Your objective: Retype every line of the records below with no changes, leaving out the pictures.

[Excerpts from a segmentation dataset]
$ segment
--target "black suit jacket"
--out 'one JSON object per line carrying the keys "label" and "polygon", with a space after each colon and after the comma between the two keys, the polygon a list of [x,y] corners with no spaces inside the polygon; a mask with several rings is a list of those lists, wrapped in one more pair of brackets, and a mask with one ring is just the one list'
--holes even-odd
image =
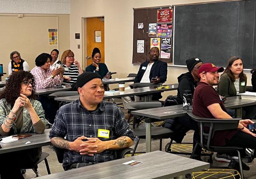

Response for this exercise:
$ segment
--target "black suit jacket"
--out 'one JSON object per line carrying the keys "label" and "polygon", with a space after each colon and after the comma between the two keys, the polygon a list of [x,y] corners with no spaces inside the polygon; a mask with several rings is a list of those lists, wrapped in one more pair of brackets, and a mask with one ring is just the one list'
--holes even-odd
image =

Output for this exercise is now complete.